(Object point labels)
• • • • • • •
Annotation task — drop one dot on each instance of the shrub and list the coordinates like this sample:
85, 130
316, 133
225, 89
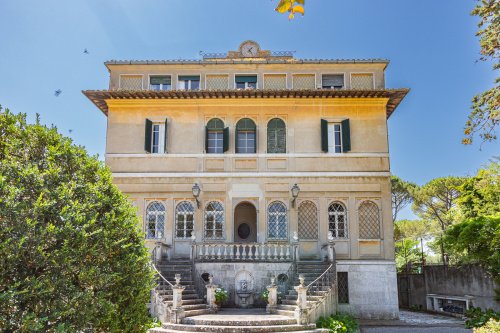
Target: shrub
339, 323
477, 317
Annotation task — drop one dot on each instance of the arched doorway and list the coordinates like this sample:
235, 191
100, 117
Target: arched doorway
245, 223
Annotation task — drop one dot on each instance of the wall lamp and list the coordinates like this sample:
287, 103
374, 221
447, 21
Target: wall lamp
196, 193
295, 193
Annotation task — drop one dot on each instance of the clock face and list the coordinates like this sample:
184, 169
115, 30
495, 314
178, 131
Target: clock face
249, 49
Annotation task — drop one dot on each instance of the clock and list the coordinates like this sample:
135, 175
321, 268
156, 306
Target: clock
249, 49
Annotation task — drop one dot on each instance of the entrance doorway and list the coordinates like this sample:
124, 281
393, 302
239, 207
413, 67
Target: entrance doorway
245, 223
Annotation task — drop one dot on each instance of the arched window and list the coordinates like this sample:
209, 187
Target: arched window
308, 220
369, 220
155, 220
277, 224
337, 220
245, 136
276, 136
214, 220
184, 219
216, 137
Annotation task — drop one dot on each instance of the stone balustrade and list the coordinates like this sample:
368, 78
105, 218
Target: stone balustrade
281, 252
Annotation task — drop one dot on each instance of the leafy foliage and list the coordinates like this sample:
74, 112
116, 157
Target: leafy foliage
478, 318
485, 114
340, 322
291, 6
73, 258
402, 194
480, 195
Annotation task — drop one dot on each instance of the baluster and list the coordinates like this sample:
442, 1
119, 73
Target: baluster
231, 251
219, 252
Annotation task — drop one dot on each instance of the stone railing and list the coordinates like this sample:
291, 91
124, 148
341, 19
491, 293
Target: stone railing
281, 252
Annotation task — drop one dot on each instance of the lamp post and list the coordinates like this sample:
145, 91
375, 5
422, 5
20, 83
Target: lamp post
295, 193
196, 193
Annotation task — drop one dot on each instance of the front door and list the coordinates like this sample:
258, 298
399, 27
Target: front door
245, 223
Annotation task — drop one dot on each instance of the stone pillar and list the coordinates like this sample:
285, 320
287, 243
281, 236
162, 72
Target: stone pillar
177, 309
272, 298
331, 248
301, 310
211, 294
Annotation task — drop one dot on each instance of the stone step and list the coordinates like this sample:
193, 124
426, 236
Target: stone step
239, 328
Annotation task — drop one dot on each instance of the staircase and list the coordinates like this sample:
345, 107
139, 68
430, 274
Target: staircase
191, 302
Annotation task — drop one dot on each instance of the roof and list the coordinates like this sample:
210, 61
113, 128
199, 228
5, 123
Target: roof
99, 97
246, 61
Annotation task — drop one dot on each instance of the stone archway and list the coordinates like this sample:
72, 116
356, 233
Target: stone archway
245, 223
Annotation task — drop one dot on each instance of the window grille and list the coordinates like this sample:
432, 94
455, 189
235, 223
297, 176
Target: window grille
155, 220
362, 81
308, 221
304, 81
131, 82
277, 224
276, 136
184, 219
369, 220
214, 220
337, 220
274, 81
343, 287
217, 82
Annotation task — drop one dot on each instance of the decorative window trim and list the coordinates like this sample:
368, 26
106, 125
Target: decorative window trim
206, 214
187, 234
159, 231
346, 220
285, 214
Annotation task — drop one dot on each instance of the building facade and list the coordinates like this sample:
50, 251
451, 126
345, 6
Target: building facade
248, 161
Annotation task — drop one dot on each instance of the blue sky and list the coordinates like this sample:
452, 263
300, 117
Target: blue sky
431, 45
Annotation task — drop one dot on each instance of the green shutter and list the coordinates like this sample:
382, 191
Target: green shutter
165, 139
206, 139
147, 137
225, 139
247, 78
346, 136
324, 135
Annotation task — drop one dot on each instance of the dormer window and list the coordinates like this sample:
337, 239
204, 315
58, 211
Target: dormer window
333, 81
163, 82
188, 82
246, 81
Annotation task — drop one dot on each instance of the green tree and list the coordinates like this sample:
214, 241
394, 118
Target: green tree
480, 195
485, 114
72, 254
437, 201
402, 194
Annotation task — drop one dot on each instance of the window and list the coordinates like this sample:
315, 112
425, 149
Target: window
188, 82
155, 137
214, 220
184, 220
160, 82
369, 220
335, 137
245, 136
337, 220
216, 137
332, 81
277, 225
155, 220
343, 287
308, 221
246, 81
276, 136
• • • • • • •
▶ _Problem statement_
Repeat only the stretch of lines that begins at the line containing "the window grille" and ends at the last line above, both included.

▶ _Output for this task_
Annotation task — drop one dot on each instance of the window grille and list the coordinates like this sample:
432, 94
455, 189
235, 223
297, 176
Target: window grille
155, 220
362, 81
308, 221
304, 81
131, 82
277, 224
276, 136
184, 219
369, 220
214, 220
337, 220
274, 81
343, 287
217, 82
Annotation task — drop one dot on each instance of the decorative window trim and list the coordinates like this sample:
368, 26
106, 125
Target: decorative window trim
206, 214
187, 234
159, 231
346, 220
285, 214
Annotation task — drop one dot on each instance of the building facade and list the coordinates like this sample:
50, 251
451, 126
345, 6
Target: building facade
248, 161
Annotation task — drop one dot on each instance of the blue sky and list the coordinates like this sample:
452, 263
300, 117
Target: blue sky
431, 45
Annotation task — drop one dot on each instance of the green shutter and list the coordinates like this sample:
382, 191
Target: green shutter
165, 139
206, 139
147, 137
225, 139
247, 78
346, 136
324, 135
Annotation task — drop one dot on each instance of the dormer window and list the coordinates like this sample:
337, 239
204, 315
58, 211
Target: dormer window
333, 81
163, 82
188, 82
246, 81
Annotation task — drop one dot on each instance of the green tree and list the coordinates like this sample:
214, 241
394, 118
Target: green tree
480, 195
485, 114
72, 254
437, 201
402, 194
Annotation task — drop one dot on each instance of the window and list the coordinates like this sample:
315, 112
425, 149
Target: window
188, 82
155, 137
214, 220
184, 220
160, 82
369, 220
335, 137
245, 136
337, 220
216, 137
332, 81
277, 225
155, 220
343, 287
308, 221
246, 81
276, 136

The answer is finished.